▸ Work instruction
Set each entry down exactly as written.

▸ Data for processing
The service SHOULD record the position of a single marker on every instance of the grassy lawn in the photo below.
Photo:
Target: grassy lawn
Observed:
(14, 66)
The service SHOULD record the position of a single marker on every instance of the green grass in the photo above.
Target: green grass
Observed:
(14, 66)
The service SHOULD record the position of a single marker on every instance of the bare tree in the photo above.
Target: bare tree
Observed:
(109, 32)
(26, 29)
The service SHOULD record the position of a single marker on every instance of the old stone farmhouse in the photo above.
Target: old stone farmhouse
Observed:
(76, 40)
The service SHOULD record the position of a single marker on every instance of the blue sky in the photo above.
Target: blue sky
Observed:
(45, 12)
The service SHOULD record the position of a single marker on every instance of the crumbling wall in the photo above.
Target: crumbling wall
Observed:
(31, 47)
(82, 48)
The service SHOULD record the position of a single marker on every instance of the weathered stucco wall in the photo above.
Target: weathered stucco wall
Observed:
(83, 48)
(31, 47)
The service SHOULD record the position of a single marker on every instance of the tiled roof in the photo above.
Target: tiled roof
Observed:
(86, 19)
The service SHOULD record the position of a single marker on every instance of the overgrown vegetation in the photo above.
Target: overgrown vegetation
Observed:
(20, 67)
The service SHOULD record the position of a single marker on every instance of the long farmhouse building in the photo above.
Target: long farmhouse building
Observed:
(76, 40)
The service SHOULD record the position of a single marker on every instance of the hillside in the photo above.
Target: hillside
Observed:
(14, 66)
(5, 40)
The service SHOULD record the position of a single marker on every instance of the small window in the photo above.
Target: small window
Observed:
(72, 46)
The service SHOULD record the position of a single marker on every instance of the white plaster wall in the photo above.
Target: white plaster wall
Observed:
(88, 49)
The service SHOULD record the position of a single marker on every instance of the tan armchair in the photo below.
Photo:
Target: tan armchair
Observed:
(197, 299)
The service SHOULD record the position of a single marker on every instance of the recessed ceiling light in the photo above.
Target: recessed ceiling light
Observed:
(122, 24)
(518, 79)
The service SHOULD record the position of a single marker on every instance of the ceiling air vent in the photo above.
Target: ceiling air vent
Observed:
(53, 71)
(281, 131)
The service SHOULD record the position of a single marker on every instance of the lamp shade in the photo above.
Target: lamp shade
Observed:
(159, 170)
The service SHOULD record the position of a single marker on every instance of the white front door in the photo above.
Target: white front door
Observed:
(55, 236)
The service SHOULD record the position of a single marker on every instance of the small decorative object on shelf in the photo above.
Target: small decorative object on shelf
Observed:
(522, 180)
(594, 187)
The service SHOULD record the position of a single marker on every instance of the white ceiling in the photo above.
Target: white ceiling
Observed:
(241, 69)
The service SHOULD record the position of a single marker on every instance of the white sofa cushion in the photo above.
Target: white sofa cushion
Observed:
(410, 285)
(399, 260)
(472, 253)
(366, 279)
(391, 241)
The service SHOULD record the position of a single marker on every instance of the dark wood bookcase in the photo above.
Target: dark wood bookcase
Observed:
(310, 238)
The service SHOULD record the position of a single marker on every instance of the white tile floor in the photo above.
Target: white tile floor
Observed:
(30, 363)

▸ Answer to this problem
The service SHOULD record the position of a single marker on every instance of the grassy lawn in the photo below.
Photo:
Target: grassy lawn
Observed:
(14, 66)
The service SHOULD record the position of a single marker on every instance of the green grass in the photo above.
Target: green grass
Observed:
(14, 66)
The service SHOULD record the position of a single marker on every instance of the bare tree in the photo above.
Target: bare tree
Observed:
(109, 32)
(26, 29)
The service SHOULD record the position of a single marker on every instance of the old stone farmhouse in the photo above.
Target: old stone farmhouse
Observed:
(76, 40)
The service SHOULD record the position of a single marker on every instance of the blue sky in the photo above.
Target: blue sky
Observed:
(45, 12)
The service SHOULD record the position of a single marker on every instance of the crumbling wall in the photo above.
Target: crumbling wall
Observed:
(31, 47)
(82, 48)
The service SHOULD record the position of a single marker on every instance of the weathered stucco wall in the photo above.
Target: weathered stucco wall
Observed:
(83, 48)
(31, 47)
The service SHOULD record the position of a single marker on every instance of the tiled roof in the photo above.
Target: tiled roof
Observed:
(86, 19)
The service SHOULD record the position of a single marker on every instance of the overgrown vegetation in the photo above.
Target: overgrown vegetation
Observed:
(20, 67)
The service SHOULD record the position of a single marker on every instance of the long farmhouse building in the photo above.
Target: long farmhouse building
Observed:
(76, 40)
The service SHOULD record the position of a single marker on every instance of the hillside in the photo above.
Target: hillside
Observed:
(14, 66)
(5, 40)
The service SHOULD record the position of a single marker on every instance of the small window in the photo above.
Target: small window
Observed:
(72, 46)
The service SHOULD record the position of a single marker on every instance of the white plaster wall in the photo above.
Target: white plaster wall
Observed:
(88, 49)
The service SHOULD record the position of a single marker on every instance of the tan armchair in the photo below.
Photo:
Target: tan armchair
Observed:
(197, 299)
The service SHOULD record the position of a single marker on every instance of the recessed ceiling light in the photo above.
Target: recessed ceiling light
Observed:
(122, 24)
(518, 79)
The service SHOULD record the position of a single marker on every instance of the ceiling air vent in the photo above.
Target: ceiling air vent
Observed:
(53, 71)
(281, 131)
The service SHOULD record the position of a single marker on every instance of the lamp shade in the photo above.
Target: lamp shade
Observed:
(159, 170)
The service SHOULD record the position of a single marker on every instance of the white front door in the photo above.
Target: white front door
Observed:
(55, 236)
The service SHOULD record the position of a single marker on every instance of the small decorative object on shelf in the photo above.
Target: small decorative object on shelf
Observed:
(522, 180)
(594, 187)
The service SHOULD record the position of a single marker on every instance of the white ceiling in the photo above.
Target: white ceiling
Observed:
(241, 69)
The service SHOULD record the position of a single marker on every instance of the white sofa cushion in the photo above.
Target: white sofa cushion
Observed:
(410, 285)
(399, 260)
(472, 253)
(366, 279)
(391, 241)
The service SHOULD record the position of a single marker on every instance of the dark wood bookcase in the photo above.
Target: dark wood bookcase
Observed:
(310, 238)
The service SHOULD record the position of a single marker on every instance of the white tile floor in the photo above.
Target: white tile floor
Observed:
(30, 363)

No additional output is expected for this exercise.